• _EXERCISE OBJECTIVE_
Copy out each line of the material that includes the word "white".

BEGIN DATA SHOWN

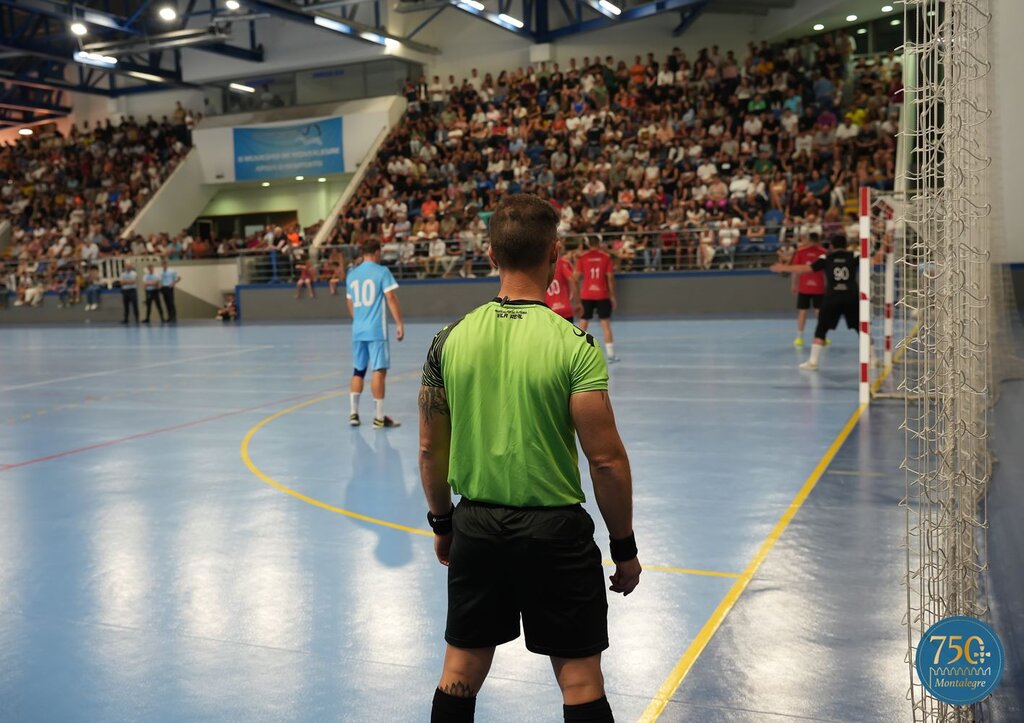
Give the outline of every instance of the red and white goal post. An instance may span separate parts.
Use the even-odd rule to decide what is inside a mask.
[[[906,224],[900,194],[862,187],[859,197],[860,389],[859,401],[896,397],[899,380],[893,365],[902,358],[907,324],[896,319],[904,292],[903,250]]]

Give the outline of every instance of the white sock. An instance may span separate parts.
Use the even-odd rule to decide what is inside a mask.
[[[821,357],[821,350],[825,347],[821,344],[814,344],[811,346],[811,364],[817,364],[818,359]]]
[[[608,351],[609,357],[615,356],[615,345],[612,344],[612,342],[608,342],[607,344],[605,344],[604,348]]]
[[[377,416],[374,419],[384,419],[384,400],[374,399],[373,403],[377,405]]]
[[[348,395],[349,406],[352,414],[359,414],[359,397],[361,392],[350,392]]]

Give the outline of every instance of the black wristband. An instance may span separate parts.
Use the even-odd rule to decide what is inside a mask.
[[[629,533],[629,537],[624,537],[621,540],[609,537],[608,543],[612,552],[612,561],[629,562],[636,557],[636,535],[632,532]]]
[[[450,535],[452,532],[452,514],[455,512],[455,505],[452,505],[451,510],[448,511],[447,515],[434,515],[430,510],[427,510],[427,524],[430,525],[430,529],[434,531],[435,535]]]

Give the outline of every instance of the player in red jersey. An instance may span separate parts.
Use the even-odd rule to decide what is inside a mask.
[[[821,239],[816,233],[809,236],[802,236],[793,258],[790,260],[794,266],[813,264],[827,252],[821,245]],[[825,296],[825,272],[809,271],[805,274],[793,276],[793,286],[796,290],[796,339],[793,346],[804,345],[804,327],[807,325],[807,310],[811,307],[815,311],[821,309],[821,300]]]
[[[575,321],[577,314],[582,315],[583,307],[580,306],[579,287],[576,285],[576,277],[573,275],[572,263],[564,256],[559,256],[555,262],[555,273],[551,277],[547,294],[544,296],[544,303],[563,319]]]
[[[590,236],[587,239],[587,250],[576,260],[576,279],[580,285],[580,299],[583,301],[580,329],[587,330],[596,311],[597,318],[601,320],[601,332],[604,334],[608,361],[616,362],[619,358],[615,356],[611,322],[612,312],[617,306],[615,269],[612,267],[612,257],[601,250],[599,236]]]

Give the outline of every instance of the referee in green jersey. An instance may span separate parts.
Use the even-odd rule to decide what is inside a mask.
[[[565,720],[613,720],[601,674],[608,602],[576,436],[611,534],[610,589],[623,595],[640,581],[632,480],[600,348],[542,301],[558,221],[536,196],[501,201],[489,251],[498,298],[442,329],[423,367],[420,476],[448,566],[432,723],[473,720],[494,649],[519,637],[520,618],[526,647],[551,658]]]

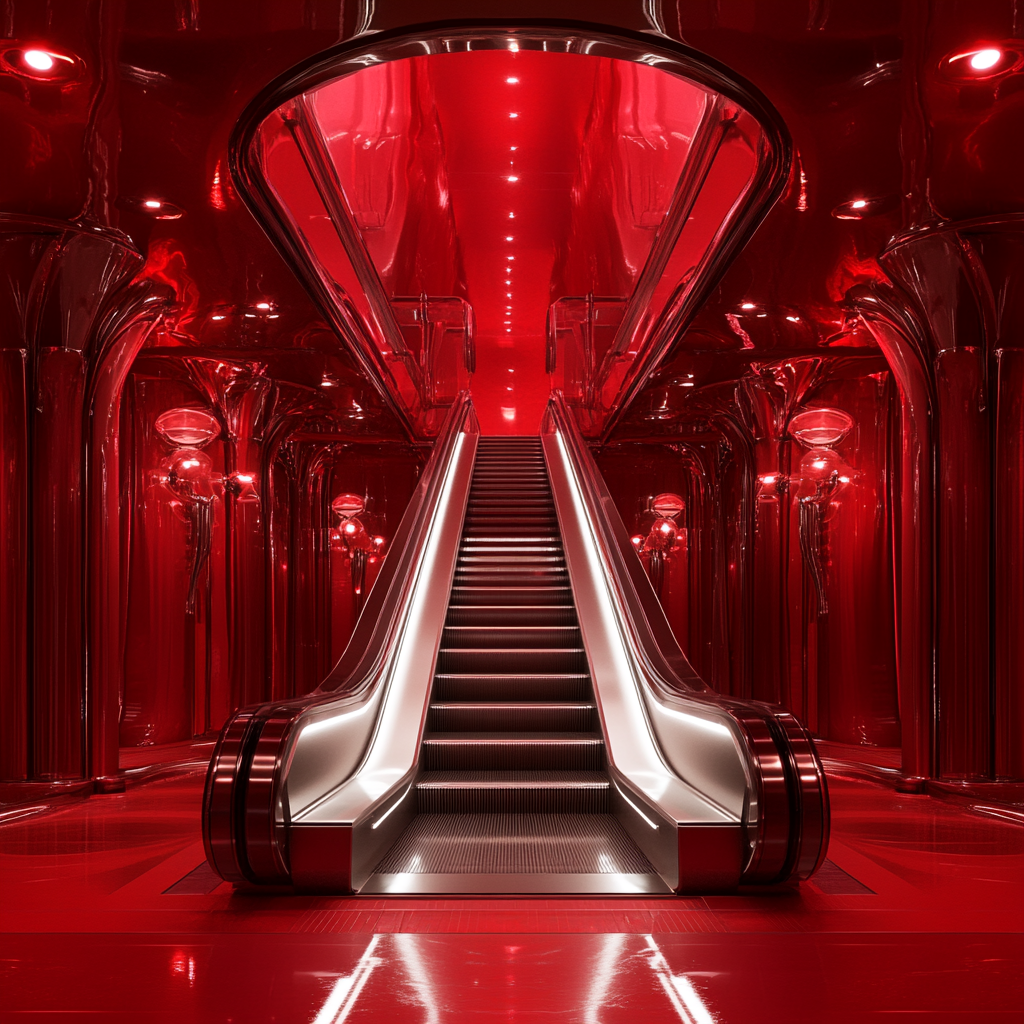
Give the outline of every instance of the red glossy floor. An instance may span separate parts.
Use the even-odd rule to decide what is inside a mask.
[[[798,890],[702,899],[239,895],[202,775],[0,827],[0,1021],[1020,1021],[1024,830],[832,779]]]

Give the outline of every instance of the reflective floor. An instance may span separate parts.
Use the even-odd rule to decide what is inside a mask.
[[[1024,830],[833,780],[798,890],[240,895],[202,776],[0,827],[0,1021],[1019,1021]]]

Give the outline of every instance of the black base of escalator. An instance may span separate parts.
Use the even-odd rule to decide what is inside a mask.
[[[480,441],[421,768],[361,891],[668,892],[610,813],[538,438]]]

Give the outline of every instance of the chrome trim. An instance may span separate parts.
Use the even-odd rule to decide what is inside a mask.
[[[684,829],[696,825],[742,830],[732,884],[809,877],[828,844],[828,794],[806,730],[786,712],[720,696],[700,679],[558,393],[542,434],[623,825],[676,889],[693,888],[679,865]],[[631,800],[640,806],[630,810]],[[652,831],[648,809],[667,827]],[[724,877],[706,876],[697,888],[723,887]]]
[[[369,876],[413,813],[412,782],[448,611],[477,436],[460,434],[456,439],[436,514],[411,568],[409,599],[396,621],[395,639],[372,694],[359,707],[318,708],[299,728],[293,743],[286,772],[290,820],[305,828],[352,828],[349,885],[353,889]],[[340,771],[338,751],[354,732],[365,737],[358,748],[361,756],[349,758],[346,770]],[[394,814],[399,791],[397,805],[403,813]],[[297,881],[294,874],[293,870],[293,881]]]
[[[448,539],[454,532],[457,546],[478,437],[472,404],[463,393],[448,415],[349,644],[319,689],[296,700],[241,709],[225,723],[203,798],[207,859],[222,878],[262,884],[292,881],[292,819],[358,771],[378,731],[378,712],[389,703],[387,694],[403,655],[403,671],[410,670],[410,608],[423,590],[421,584],[440,577],[450,588],[455,547],[448,543],[442,549],[432,538],[443,534]],[[436,582],[430,590],[437,590]],[[447,590],[442,598],[434,597],[443,620]],[[436,633],[439,640],[440,625]],[[429,641],[422,631],[417,637],[421,643]],[[433,662],[424,660],[429,660],[426,667],[413,668],[426,679],[429,692]],[[421,719],[425,703],[424,696]],[[401,784],[402,779],[395,781]],[[389,787],[378,796],[386,800],[393,790]],[[402,814],[390,815],[388,827],[374,830],[374,835],[390,835],[392,825],[402,819]],[[348,879],[349,864],[344,869]],[[347,885],[346,880],[342,888]]]
[[[401,894],[466,896],[474,893],[536,895],[668,896],[671,889],[655,874],[508,874],[508,875],[374,875],[361,895]]]
[[[650,19],[645,17],[640,24],[649,22]],[[750,114],[764,133],[761,142],[763,159],[744,193],[742,209],[730,224],[728,237],[721,239],[720,244],[712,243],[701,258],[685,293],[685,301],[670,303],[662,311],[652,328],[645,353],[631,368],[615,407],[609,410],[608,420],[603,427],[603,434],[607,436],[647,383],[650,374],[668,354],[694,312],[700,309],[732,259],[774,206],[788,180],[793,146],[785,122],[768,98],[732,69],[656,30],[638,32],[621,26],[583,21],[471,18],[450,21],[440,26],[436,23],[406,25],[375,31],[313,55],[271,82],[249,104],[229,141],[232,180],[243,201],[305,284],[328,321],[334,324],[339,335],[346,340],[354,358],[370,375],[384,402],[401,420],[409,435],[414,436],[412,417],[385,384],[389,372],[387,367],[366,344],[374,325],[348,315],[347,310],[343,309],[344,304],[338,301],[336,290],[328,286],[321,276],[315,253],[303,240],[293,237],[289,215],[275,196],[264,173],[257,144],[259,129],[268,116],[288,101],[370,66],[424,55],[505,49],[586,54],[656,66],[713,91],[720,99],[731,101]],[[718,114],[723,113],[717,101],[712,106]],[[711,136],[714,137],[721,127],[721,124],[717,127],[712,125],[709,129]],[[714,148],[714,138],[710,141]],[[697,169],[691,167],[685,177],[689,179],[696,172]],[[682,192],[688,191],[688,185],[684,184]],[[661,232],[665,245],[673,240],[673,231],[681,229],[685,223],[685,210],[690,199],[682,194],[677,198],[679,202],[674,203],[675,226],[667,232]],[[343,220],[338,223],[341,224]],[[347,251],[357,275],[379,278],[362,246]],[[657,255],[653,255],[657,259]],[[377,290],[374,285],[370,294]],[[636,294],[631,297],[630,305],[635,310],[642,311],[644,308]],[[622,340],[620,335],[616,337]]]

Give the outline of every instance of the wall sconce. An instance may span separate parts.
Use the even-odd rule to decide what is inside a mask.
[[[188,523],[188,593],[185,611],[194,615],[199,575],[213,546],[213,459],[202,451],[220,435],[220,422],[205,409],[180,406],[161,413],[153,424],[175,450],[161,463],[170,492]]]
[[[366,499],[360,494],[339,494],[331,502],[331,511],[338,517],[335,537],[345,548],[352,563],[352,593],[358,607],[366,589],[367,562],[383,557],[385,539],[373,536],[359,517],[366,510]]]
[[[156,432],[175,447],[205,448],[218,434],[220,422],[205,409],[180,406],[161,413],[153,424]]]
[[[679,539],[676,519],[682,515],[686,503],[678,494],[664,492],[650,499],[648,508],[654,513],[654,522],[647,535],[632,537],[640,560],[645,563],[651,586],[658,596],[665,582],[665,560],[675,549]]]
[[[842,409],[807,409],[789,421],[789,434],[807,452],[800,460],[796,497],[800,516],[800,552],[814,583],[818,614],[828,614],[822,527],[837,491],[850,483],[853,471],[833,445],[853,429],[853,417]]]

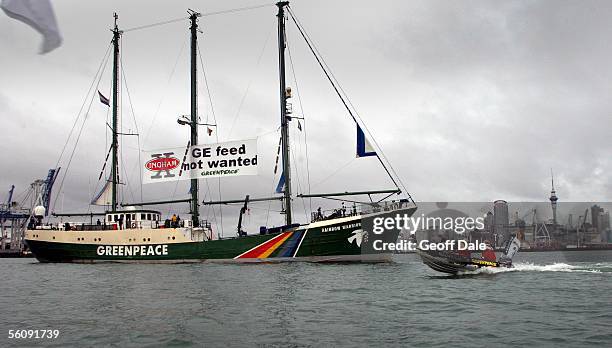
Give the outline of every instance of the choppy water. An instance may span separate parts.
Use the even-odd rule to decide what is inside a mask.
[[[612,251],[447,277],[393,264],[0,259],[0,346],[610,346]],[[58,329],[9,340],[10,329]]]

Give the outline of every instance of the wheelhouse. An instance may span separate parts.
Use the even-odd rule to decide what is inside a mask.
[[[103,224],[123,230],[159,228],[164,226],[164,221],[161,221],[161,213],[156,210],[124,210],[106,212]]]

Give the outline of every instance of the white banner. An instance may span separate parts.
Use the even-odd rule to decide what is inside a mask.
[[[144,151],[143,183],[257,175],[257,139]]]

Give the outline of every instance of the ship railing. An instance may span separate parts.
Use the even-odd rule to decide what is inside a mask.
[[[310,213],[311,222],[331,220],[342,217],[360,216],[365,214],[379,213],[384,211],[393,211],[410,207],[410,202],[407,200],[400,201],[385,201],[380,203],[362,203],[359,206],[353,204],[351,206],[341,206],[339,208],[321,210]]]
[[[66,230],[66,227],[68,227],[70,229],[70,231],[111,231],[111,230],[116,230],[117,229],[117,225],[116,224],[112,224],[112,225],[106,225],[106,224],[70,224],[68,226],[61,226],[64,230]]]

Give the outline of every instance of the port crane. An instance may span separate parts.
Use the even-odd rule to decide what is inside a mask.
[[[59,170],[50,169],[45,180],[34,181],[21,202],[13,200],[15,185],[11,185],[6,203],[0,204],[0,257],[23,254],[25,230],[33,219],[41,222],[48,215],[51,190]],[[28,198],[29,206],[25,203]]]

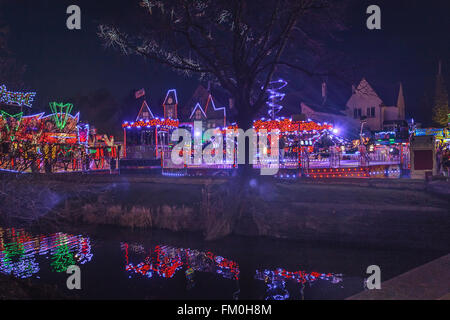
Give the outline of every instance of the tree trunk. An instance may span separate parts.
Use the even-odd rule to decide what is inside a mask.
[[[253,128],[253,119],[248,113],[240,113],[237,125],[239,129],[245,132]],[[253,165],[251,164],[251,157],[253,155],[250,154],[250,143],[250,139],[245,139],[245,163],[238,165],[238,176],[245,181],[248,181],[254,175]]]

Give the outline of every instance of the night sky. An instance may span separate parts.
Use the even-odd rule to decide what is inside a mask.
[[[98,24],[133,14],[139,10],[138,0],[0,2],[3,20],[11,28],[9,47],[28,66],[27,87],[38,92],[37,109],[49,100],[100,88],[109,89],[118,101],[142,87],[150,100],[154,96],[159,100],[167,89],[177,88],[179,99],[186,101],[198,85],[195,78],[183,78],[151,61],[125,57],[102,46],[96,34]],[[66,28],[66,8],[71,4],[82,10],[79,31]],[[382,9],[382,30],[369,31],[365,27],[365,9],[370,4],[378,4]],[[382,96],[383,99],[393,100],[395,87],[401,81],[407,113],[420,117],[419,100],[424,88],[432,89],[439,58],[447,87],[450,82],[449,13],[448,0],[355,1],[348,21],[350,29],[341,35],[339,48],[357,62],[370,61],[359,76],[388,92],[390,96]],[[347,90],[349,97],[350,88]]]

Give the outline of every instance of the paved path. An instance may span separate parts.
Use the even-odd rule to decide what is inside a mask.
[[[450,254],[382,282],[380,290],[347,300],[450,300]]]

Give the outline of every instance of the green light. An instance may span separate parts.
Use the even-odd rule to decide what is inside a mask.
[[[62,130],[66,126],[67,119],[70,111],[72,111],[73,104],[71,103],[57,103],[50,102],[50,109],[53,112],[53,118],[55,119],[56,126]]]
[[[69,266],[75,264],[75,260],[73,259],[73,254],[70,253],[67,244],[64,244],[64,241],[61,241],[61,239],[59,242],[61,245],[58,246],[50,265],[55,272],[64,272]]]
[[[13,132],[11,133],[11,136],[10,136],[11,141],[13,141],[14,138],[16,137],[16,131],[17,131],[17,129],[19,129],[20,122],[22,122],[22,115],[23,115],[23,112],[19,112],[19,113],[16,113],[16,114],[14,114],[14,115],[11,115],[11,114],[9,114],[8,112],[3,111],[3,110],[0,110],[0,112],[2,113],[2,118],[5,119],[5,122],[6,122],[6,129],[8,130],[8,133],[11,132],[11,129],[10,129],[9,125],[8,125],[8,119],[13,118],[13,119],[15,119],[15,120],[17,121],[16,127],[14,128],[14,130],[13,130]]]

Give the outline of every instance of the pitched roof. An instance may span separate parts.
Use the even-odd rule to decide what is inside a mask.
[[[197,103],[197,104],[195,105],[194,109],[192,110],[191,115],[189,116],[189,120],[192,119],[192,117],[193,117],[194,114],[195,114],[195,110],[197,110],[197,109],[200,110],[200,111],[202,112],[204,118],[207,118],[206,113],[205,113],[205,111],[203,110],[202,106],[200,105],[200,103]]]
[[[208,100],[206,101],[205,113],[208,116],[208,119],[226,119],[227,117],[226,107],[217,108],[211,94],[208,96]]]
[[[358,86],[356,87],[356,92],[369,97],[377,97],[381,101],[383,101],[383,99],[381,99],[378,96],[378,94],[375,92],[375,90],[372,88],[372,86],[369,84],[369,82],[367,82],[365,78],[362,78],[361,81],[359,82]]]
[[[190,118],[193,110],[197,104],[202,106],[202,110],[207,115],[208,119],[221,119],[227,115],[229,109],[225,100],[226,95],[219,90],[208,91],[204,86],[199,85],[195,89],[191,98],[179,109],[179,117],[184,119]]]
[[[148,113],[148,116],[145,114]],[[141,108],[139,109],[139,112],[137,114],[136,117],[136,121],[138,121],[139,119],[153,119],[155,118],[155,116],[153,115],[153,112],[150,110],[147,101],[144,100],[144,102],[142,102]]]
[[[166,97],[164,98],[163,105],[172,105],[172,104],[178,104],[178,97],[177,97],[177,90],[176,89],[170,89],[166,93]]]
[[[379,82],[370,82],[366,78],[362,78],[360,83],[358,84],[357,90],[362,90],[363,93],[372,91],[372,94],[375,94],[386,106],[397,106],[397,101],[399,98],[399,92],[402,91],[400,83],[392,83],[383,81],[383,83]]]

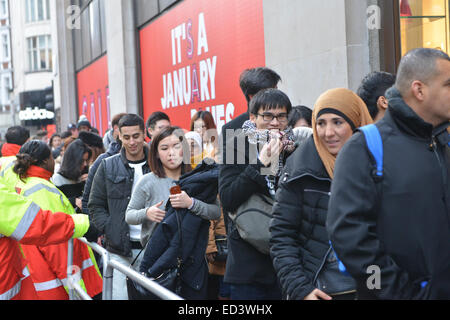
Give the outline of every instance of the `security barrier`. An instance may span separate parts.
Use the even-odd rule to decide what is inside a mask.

END DATA SHOWN

• _REPLY TO THE TASK_
Give the outline of every instance of the red and white goal post. An instance may span separate parts.
Give the outline of every instance of the white sock. An instance may span separate parts.
Give the outline of every instance of the white banner. An instance may span separate parts.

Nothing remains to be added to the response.